* [Selected text]:
We decided to to have a lie in today after our busy and fun filled day and evening yesterday. I also needed to get my sleeping pattern in check, as the jet lag and lots of naps were not helping anything. We had missed breakfast and thought venturing out to Nimman would be close enough and a good idea, so we decided to walk to the restaurant we went to the night before, ‘Nimman Social’.

This was actually not a great idea. It turned out, that we were walking in the sun in the mid day heat. After 30 minutes of walking, I actually felt sweat drip down my back, and I would like to add this is new levels of sweat for me. We actually had to stop in a stationary shop just to try and find the air-cone unit to blast ourselves with sweet cold air so that we make sure we didn't pass out. After almost 50 minutes of walking we arrived in Nimman... it felt a heck of a lot faster in the taxi. Being able to walk around in the day time it was easy to see why it was so busy and popular. It is busier than down-town, and had a hip and upbeat vibrancy as well. We walked past a market called ‘One’, a contemporary art and boutique orientated market that was in a luxurious and spacious building. It was extremely upmarket and very different to what you would find in down-town Chiang Mai. Realising that we still hadn't eaten we rushed to Nimman Social. Today we ordered - Chicken Magic, Panang Curry and Pork Don. Probably wouldn't rush back to to order the pork again.

While wondering around after, we found ourselves inside a huge glass mall, Maya Lifestyle Shopping Centre. Well it was more the air-con was calling us. It was probably the most modern thing in Chiang Mai, situated next to Nimman and was about 6 or 7 stories tall. Although it was quite funny finding British stores such as Boots and Tesco ‘Lotus’ among the various other stores. The shopping centre had some really lovely things, and although Lewis and I did not buy anything, it was nice to be able to comfortably walk around in Thailand without feeling like you could melt. However, the only downside to this mall is that you feel like you are in any Western country. It isn't the best way to see local culture. We were also very conscious of the fact that we were travelling for 3 months and didn't have much room to start adding more weight to our bags.

After vowing we wouldn't walk back, guess what we decided to do, walk back. But, we did this slowly as it was later in the day. Only a short stop in 7Eleven this time to cool down. We had an hour rest back at the hotel before our cooking class.

Thai Akha Kitchen’ - I had done some research only the previous night and this was the top rated cooking class in Chiang Mai, at only 1040Baht (£23) pp.

* [Provided information]:
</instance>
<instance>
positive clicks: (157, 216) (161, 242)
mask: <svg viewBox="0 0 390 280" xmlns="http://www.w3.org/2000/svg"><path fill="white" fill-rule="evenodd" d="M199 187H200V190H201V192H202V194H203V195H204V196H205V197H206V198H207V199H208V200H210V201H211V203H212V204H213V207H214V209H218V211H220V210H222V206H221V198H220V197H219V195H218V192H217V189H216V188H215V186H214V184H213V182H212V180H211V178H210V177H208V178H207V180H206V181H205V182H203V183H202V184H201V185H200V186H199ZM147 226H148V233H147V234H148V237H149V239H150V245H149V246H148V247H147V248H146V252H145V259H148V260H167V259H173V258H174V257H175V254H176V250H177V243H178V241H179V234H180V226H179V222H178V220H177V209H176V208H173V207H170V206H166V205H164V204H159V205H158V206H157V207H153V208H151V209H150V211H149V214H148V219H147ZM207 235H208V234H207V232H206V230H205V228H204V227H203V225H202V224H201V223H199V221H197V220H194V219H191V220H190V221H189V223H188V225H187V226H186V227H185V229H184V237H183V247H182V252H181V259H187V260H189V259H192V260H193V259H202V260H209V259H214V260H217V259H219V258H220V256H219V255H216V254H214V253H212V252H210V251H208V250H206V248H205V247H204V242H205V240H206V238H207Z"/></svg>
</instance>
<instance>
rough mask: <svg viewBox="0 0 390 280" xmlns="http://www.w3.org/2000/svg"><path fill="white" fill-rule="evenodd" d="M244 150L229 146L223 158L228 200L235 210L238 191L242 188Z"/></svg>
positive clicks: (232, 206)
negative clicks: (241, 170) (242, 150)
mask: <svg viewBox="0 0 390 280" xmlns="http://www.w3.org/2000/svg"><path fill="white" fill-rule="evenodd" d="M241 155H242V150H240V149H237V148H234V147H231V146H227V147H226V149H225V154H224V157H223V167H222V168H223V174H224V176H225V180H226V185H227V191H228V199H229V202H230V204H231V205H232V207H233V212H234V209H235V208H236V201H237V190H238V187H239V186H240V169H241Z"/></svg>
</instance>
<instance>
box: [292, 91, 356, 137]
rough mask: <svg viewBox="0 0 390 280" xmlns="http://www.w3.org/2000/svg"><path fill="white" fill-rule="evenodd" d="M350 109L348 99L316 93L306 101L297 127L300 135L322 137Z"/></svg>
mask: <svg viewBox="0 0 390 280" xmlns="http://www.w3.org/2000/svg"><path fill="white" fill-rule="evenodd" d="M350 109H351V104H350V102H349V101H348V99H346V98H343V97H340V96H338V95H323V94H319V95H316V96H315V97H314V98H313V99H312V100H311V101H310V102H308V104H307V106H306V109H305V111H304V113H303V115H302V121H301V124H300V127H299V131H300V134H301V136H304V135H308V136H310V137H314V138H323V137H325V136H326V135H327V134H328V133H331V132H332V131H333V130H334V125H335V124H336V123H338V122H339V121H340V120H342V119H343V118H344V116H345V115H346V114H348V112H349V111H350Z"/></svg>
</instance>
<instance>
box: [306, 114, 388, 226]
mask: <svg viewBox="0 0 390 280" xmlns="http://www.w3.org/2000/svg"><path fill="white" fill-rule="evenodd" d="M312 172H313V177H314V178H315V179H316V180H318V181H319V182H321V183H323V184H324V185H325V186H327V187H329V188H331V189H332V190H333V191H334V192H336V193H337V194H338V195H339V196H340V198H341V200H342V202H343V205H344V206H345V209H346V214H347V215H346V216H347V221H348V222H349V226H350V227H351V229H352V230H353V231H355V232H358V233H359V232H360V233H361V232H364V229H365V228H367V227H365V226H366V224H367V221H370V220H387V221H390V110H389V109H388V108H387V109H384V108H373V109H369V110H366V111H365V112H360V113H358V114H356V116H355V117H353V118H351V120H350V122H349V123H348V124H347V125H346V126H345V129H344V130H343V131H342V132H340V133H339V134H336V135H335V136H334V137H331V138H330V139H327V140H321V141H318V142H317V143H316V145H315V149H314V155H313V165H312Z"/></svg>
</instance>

* * *

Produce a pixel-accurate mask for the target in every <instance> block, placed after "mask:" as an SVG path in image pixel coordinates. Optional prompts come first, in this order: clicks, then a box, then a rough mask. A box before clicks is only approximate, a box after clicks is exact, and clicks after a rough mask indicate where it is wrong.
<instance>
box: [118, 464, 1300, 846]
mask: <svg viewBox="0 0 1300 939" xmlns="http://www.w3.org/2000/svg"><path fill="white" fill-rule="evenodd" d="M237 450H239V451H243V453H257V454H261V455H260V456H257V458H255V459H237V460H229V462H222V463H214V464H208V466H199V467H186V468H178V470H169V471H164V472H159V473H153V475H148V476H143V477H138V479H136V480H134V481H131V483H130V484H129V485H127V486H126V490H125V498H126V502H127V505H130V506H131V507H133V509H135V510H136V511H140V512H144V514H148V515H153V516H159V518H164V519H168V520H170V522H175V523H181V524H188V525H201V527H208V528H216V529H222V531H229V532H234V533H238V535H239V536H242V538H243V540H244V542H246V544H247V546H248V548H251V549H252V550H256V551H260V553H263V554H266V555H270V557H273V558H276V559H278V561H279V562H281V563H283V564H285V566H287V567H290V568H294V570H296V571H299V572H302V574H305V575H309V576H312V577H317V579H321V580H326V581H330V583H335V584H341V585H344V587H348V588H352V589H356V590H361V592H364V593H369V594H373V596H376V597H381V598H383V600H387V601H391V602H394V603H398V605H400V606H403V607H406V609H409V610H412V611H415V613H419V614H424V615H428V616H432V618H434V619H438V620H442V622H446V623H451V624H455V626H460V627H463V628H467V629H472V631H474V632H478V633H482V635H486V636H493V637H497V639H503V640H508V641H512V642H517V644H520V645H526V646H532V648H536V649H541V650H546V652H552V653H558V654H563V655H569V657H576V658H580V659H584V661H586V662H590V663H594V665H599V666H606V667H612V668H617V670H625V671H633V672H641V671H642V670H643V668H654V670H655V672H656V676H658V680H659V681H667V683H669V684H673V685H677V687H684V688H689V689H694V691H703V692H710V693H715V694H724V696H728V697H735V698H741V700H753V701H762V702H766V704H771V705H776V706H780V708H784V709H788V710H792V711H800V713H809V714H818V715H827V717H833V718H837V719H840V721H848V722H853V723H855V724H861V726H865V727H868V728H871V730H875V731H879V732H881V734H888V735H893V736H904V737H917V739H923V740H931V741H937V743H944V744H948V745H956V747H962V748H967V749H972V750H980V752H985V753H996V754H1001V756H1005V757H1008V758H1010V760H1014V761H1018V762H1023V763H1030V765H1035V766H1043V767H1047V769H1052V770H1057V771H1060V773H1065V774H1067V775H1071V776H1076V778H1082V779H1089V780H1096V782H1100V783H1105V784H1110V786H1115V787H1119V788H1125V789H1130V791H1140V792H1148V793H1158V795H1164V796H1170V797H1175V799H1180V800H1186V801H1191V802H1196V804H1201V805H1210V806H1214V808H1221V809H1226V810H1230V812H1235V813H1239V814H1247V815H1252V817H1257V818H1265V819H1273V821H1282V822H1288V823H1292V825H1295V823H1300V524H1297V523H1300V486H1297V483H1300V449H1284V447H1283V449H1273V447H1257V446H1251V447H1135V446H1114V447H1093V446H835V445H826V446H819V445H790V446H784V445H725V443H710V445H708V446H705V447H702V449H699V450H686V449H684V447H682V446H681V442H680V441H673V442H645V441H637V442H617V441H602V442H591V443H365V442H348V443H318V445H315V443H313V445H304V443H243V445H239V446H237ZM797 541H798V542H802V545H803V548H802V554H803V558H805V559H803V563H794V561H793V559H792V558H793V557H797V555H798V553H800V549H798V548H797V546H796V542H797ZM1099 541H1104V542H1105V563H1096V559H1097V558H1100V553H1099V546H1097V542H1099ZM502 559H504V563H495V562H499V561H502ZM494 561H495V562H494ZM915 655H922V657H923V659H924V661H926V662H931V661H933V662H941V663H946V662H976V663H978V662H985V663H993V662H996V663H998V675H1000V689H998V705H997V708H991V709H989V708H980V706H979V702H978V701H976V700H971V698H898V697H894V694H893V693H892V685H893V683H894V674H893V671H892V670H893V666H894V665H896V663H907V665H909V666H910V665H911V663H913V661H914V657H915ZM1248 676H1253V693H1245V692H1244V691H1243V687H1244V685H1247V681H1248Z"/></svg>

* [Assignment]:
Rewrite the Chiang Mai travel account between "We decided to to" and "before, ‘Nimman Social’.", inclusive, replacing "breakfast" with "brunch".

* [Written answer]:
We decided to to have a lie in today after our busy and fun filled day and evening yesterday. I also needed to get my sleeping pattern in check, as the jet lag and lots of naps were not helping anything. We had missed brunch and thought venturing out to Nimman would be close enough and a good idea, so we decided to walk to the restaurant we went to the night before, ‘Nimman Social’.